Action item = Could you please transcribe the data exactly, without the pictures?

Collected data entries:
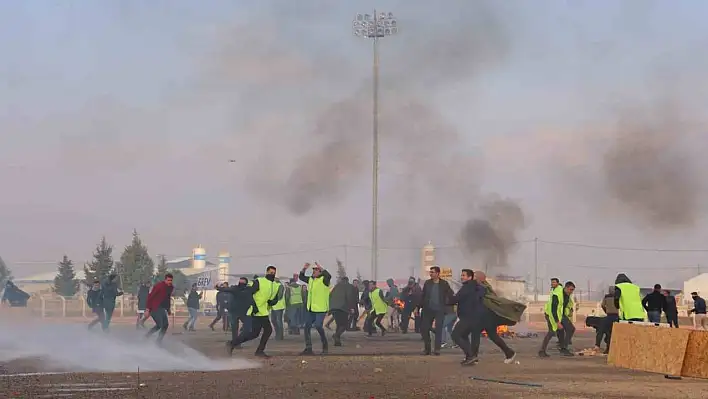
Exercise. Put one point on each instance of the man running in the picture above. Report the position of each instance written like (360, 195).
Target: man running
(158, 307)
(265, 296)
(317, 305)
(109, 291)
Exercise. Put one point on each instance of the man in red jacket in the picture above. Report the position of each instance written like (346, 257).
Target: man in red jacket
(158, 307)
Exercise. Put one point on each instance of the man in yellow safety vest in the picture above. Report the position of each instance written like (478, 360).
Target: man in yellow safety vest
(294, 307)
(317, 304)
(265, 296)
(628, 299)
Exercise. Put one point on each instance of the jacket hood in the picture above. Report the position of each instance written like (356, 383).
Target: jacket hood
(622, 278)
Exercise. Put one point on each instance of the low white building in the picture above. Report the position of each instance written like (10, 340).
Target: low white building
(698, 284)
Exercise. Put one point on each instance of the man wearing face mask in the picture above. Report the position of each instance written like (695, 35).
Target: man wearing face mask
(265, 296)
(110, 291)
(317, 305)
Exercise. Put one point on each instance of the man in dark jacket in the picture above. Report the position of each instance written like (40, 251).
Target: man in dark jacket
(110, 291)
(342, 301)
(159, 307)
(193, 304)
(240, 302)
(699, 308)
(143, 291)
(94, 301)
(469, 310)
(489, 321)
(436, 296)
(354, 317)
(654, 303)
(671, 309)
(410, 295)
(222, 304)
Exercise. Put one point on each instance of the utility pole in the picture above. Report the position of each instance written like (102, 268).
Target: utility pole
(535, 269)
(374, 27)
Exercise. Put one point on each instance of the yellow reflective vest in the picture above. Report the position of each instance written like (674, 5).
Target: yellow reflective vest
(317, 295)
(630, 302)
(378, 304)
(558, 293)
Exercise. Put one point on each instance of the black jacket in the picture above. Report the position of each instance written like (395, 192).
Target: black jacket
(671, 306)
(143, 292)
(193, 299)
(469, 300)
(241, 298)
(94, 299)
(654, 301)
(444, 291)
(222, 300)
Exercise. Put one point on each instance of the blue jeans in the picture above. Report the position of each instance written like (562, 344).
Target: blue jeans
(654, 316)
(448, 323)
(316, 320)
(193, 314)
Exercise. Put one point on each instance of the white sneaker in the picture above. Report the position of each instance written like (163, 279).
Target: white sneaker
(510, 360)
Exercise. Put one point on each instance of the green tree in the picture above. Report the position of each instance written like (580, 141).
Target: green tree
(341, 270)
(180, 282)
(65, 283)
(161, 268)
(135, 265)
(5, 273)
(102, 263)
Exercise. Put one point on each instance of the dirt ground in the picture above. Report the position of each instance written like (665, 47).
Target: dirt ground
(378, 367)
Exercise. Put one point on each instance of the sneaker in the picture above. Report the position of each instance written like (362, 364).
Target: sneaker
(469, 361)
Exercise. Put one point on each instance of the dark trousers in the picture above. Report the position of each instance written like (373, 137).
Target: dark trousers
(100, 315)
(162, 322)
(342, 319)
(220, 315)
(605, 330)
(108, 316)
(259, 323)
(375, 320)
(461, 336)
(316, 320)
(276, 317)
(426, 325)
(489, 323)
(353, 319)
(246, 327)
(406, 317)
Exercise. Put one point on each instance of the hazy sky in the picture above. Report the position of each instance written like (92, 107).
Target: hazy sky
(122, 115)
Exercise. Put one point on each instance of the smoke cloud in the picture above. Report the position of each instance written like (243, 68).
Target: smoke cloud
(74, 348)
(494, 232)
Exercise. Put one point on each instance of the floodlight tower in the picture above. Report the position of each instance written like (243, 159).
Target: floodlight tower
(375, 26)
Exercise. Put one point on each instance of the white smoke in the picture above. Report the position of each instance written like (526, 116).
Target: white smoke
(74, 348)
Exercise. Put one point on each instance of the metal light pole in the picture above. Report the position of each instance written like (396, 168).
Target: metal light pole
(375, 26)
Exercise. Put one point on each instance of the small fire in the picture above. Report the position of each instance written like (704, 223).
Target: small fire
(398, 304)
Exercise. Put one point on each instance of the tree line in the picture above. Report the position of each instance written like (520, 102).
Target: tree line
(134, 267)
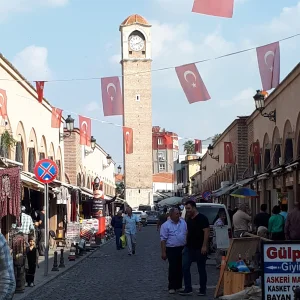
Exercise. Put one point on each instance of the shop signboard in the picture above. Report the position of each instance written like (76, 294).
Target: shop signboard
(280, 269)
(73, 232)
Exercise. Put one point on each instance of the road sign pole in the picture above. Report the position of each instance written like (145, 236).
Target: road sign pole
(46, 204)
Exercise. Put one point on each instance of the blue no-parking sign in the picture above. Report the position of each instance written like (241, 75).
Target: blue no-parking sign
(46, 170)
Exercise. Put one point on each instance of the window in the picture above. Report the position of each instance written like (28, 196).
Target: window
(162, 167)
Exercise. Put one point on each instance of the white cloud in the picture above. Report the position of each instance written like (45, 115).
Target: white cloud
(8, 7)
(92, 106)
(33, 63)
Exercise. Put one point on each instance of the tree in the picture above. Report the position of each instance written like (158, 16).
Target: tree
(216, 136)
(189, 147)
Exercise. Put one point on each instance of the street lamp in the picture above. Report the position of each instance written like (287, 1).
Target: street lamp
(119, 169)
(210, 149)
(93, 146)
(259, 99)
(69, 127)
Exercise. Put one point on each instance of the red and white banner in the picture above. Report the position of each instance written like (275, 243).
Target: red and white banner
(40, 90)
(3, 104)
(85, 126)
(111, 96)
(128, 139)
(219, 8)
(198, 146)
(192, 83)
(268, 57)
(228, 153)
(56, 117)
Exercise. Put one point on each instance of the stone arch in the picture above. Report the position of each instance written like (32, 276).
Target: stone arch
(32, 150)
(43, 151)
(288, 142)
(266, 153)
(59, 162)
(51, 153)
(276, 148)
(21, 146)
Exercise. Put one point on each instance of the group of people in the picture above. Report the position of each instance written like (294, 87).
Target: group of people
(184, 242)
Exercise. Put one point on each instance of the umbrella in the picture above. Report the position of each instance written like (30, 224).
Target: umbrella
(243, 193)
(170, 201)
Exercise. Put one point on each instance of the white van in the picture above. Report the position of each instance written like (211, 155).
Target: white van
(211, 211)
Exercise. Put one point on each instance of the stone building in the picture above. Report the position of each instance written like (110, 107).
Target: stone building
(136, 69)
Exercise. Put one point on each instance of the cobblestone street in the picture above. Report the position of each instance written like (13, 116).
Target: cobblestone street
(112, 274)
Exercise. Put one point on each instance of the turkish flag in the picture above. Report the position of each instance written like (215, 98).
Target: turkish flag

Task solution =
Exercise. Put one point on each instance of the man running in the picture above. Report the position of each instance written like (360, 195).
Target: man running
(158, 307)
(265, 296)
(317, 305)
(109, 291)
Exercise. Put one point on each instance of the man in red jacket in the picture above. Report the position of each instance written like (346, 257).
Target: man in red jacket
(158, 307)
Exercise. Put one point on each instance of the man in yellow safety vest in the picture above. Report the position of each instance written like (478, 360).
Target: man in yellow safety vest
(294, 307)
(317, 304)
(265, 296)
(628, 299)
Exercise. Put one point on each instance of the jacket hood in the picture above. Report the position of each instance written like (356, 383).
Target: jacket hood
(622, 278)
Exercise. Put one point on each instance of the low white building in the picture above. Report the position of each instance written like (10, 340).
Target: low white building
(698, 284)
Exercise. Put one point on each instance of the man wearing face mask in the picture above. Report the position of each instance written like (695, 35).
Target: man wearing face mask
(265, 296)
(110, 291)
(317, 305)
Exercise. Put one point on each instance of the man in dark jacket in the picture above. Report the position of each instance written like (40, 251).
Target: man in dark jacket
(110, 291)
(342, 301)
(159, 307)
(193, 304)
(240, 302)
(699, 308)
(143, 291)
(94, 301)
(469, 310)
(489, 321)
(436, 296)
(354, 317)
(654, 303)
(671, 309)
(410, 295)
(222, 304)
Exercise. Put one point on each instance of the utility pole in the picture above. Report the position of each instance written like (102, 268).
Target: utility pole
(535, 269)
(374, 27)
Exercise. Put one point on each instance of the yellow reflective vest in the picture above. Report the position of each instance written like (674, 5).
Target: yellow reflective vest
(317, 295)
(630, 302)
(378, 304)
(558, 293)
Exercise. Put one point on each instance of the black jacket in the picture above. Report the position of each instance written like (395, 192).
Target: black jacket
(671, 306)
(143, 292)
(193, 299)
(469, 300)
(241, 298)
(94, 299)
(654, 301)
(444, 291)
(222, 300)
Exercise. Put one point on each instance of the blue jeans in the picture above. Report the position of each instance written like (562, 344).
Target: blue jeans
(654, 316)
(448, 323)
(316, 320)
(193, 314)
Exercise. Put one point on each instance of the white sneaker in the picture above. Report the position of each instance written like (163, 279).
Target: white sneaker
(510, 360)
Exercise. Put one point on each instance of the green tree in the picture above. Report the position of each instance written like (580, 141).
Target: green tree
(341, 270)
(180, 282)
(65, 283)
(161, 268)
(135, 265)
(5, 273)
(102, 263)
Exercise. Put one point on each instance of the dirt ground in the picture above. Report the position of each instance written like (665, 47).
Target: dirt ground
(378, 367)
Exercise. Put one point on each instance of the sneaker in the picture above. Report the position of each instance written like (362, 364).
Target: sneaker
(469, 361)
Exercise. Put one point on each instance of the dark trousers in the picture above. Report the position of each instance written like (373, 137).
Target: dark trousers
(100, 315)
(162, 322)
(342, 319)
(220, 315)
(605, 330)
(108, 316)
(259, 323)
(375, 320)
(461, 336)
(316, 320)
(276, 317)
(426, 325)
(489, 323)
(353, 319)
(246, 327)
(406, 317)
Exercise. Put one point on each instance of the hazy sky in the picture above. Report the position of each instance written like (92, 107).
Target: hazy sky
(122, 115)
Exercise. Put one point on each instance of the smoke cloud in the picture above. Report the position of each instance written like (243, 68).
Target: smoke cloud
(74, 348)
(494, 232)
Exercise. Put one point on each instance of the floodlight tower in the picture above. Report the position of each instance written like (243, 159).
Target: floodlight tower
(375, 26)
Exercise. Put one point on each instance of the white smoke in the picture above. Report the position of each instance written like (526, 116).
Target: white smoke
(74, 348)
Exercise. Put one point on each instance of the metal light pole in the picture above. Report the position of each instance written like (396, 168).
Target: metal light pole
(375, 26)
Exercise. Put one point on each instance of the small fire in the picture above. Report the position of each instance written like (704, 223).
Target: small fire
(398, 304)
Exercise. Put one point on each instance of the tree line in the picture above. Report the position of each instance written like (520, 102).
Target: tree line
(134, 267)
Exercise. Put one point on each instance of the shop signboard in the picture above. Report the position of each instance written like (76, 294).
Target: shop signboard
(280, 269)
(73, 232)
Exercise. Put one point on each instance of the road sign pole in the picture above. Report the position of each instance written like (145, 236).
Target: road sign pole
(46, 204)
Exercise. Put one point on each instance of the blue no-parking sign in the picture above. Report the position of each instance written like (241, 75).
Target: blue no-parking sign
(46, 170)
Exercise. Put one point on each instance of the window in the picture above. Report the position of each instance written like (28, 196).
Target: window
(162, 167)
Exercise. Put one point on each instance of the white cloud in the picture above. Report the position of each instance written like (45, 115).
Target: white cloud
(8, 7)
(92, 106)
(33, 63)
Exercise. Put one point on each instance of the tree in the picture above. Report the position of each instance written like (158, 16).
Target: tree
(216, 136)
(189, 147)
Exercise. Put one point on each instance of the street lamp in the picture above. Report the position of each instance written like (287, 1).
Target: street lamp
(119, 169)
(210, 149)
(93, 146)
(259, 99)
(69, 127)
Exercise. Put one point on each instance of the red and white banner in the picture above. Report the position of each instance written like (275, 243).
Target: red and white banner
(40, 90)
(3, 104)
(85, 126)
(111, 96)
(128, 139)
(219, 8)
(198, 146)
(192, 83)
(268, 57)
(228, 153)
(56, 117)
Exercise. Put one point on each instance of the stone arch in the picture above. Report the position of each instance written like (32, 276).
Target: stone arch
(32, 150)
(43, 151)
(288, 142)
(266, 153)
(59, 162)
(51, 153)
(276, 148)
(21, 146)
Exercise. Put one point on each instance of the group of people in the picture above. Report the position of each instance written like (294, 87).
Target: group of people
(184, 242)
Exercise. Put one point on each instance of the umbrella in the picture above. Report the position of each instance written like (30, 224).
Target: umbrella
(243, 193)
(170, 201)
Exercise. Put one point on each instance of the white van in the picture above. Report the position of each instance written like (211, 155).
Target: white van
(211, 211)
Exercise. Put one point on each instance of the stone building in the picture above. Report the position of each instance written like (110, 107).
Target: stone building
(136, 69)
Exercise. Put one point on each instance of the cobblestone street in the picture above. Report the position of each instance written like (13, 116).
Target: cobblestone street
(112, 274)
Exercise. Put one point on each instance of the turkish flag in the picture above. Report the position of each instance written like (215, 98).
Target: turkish flag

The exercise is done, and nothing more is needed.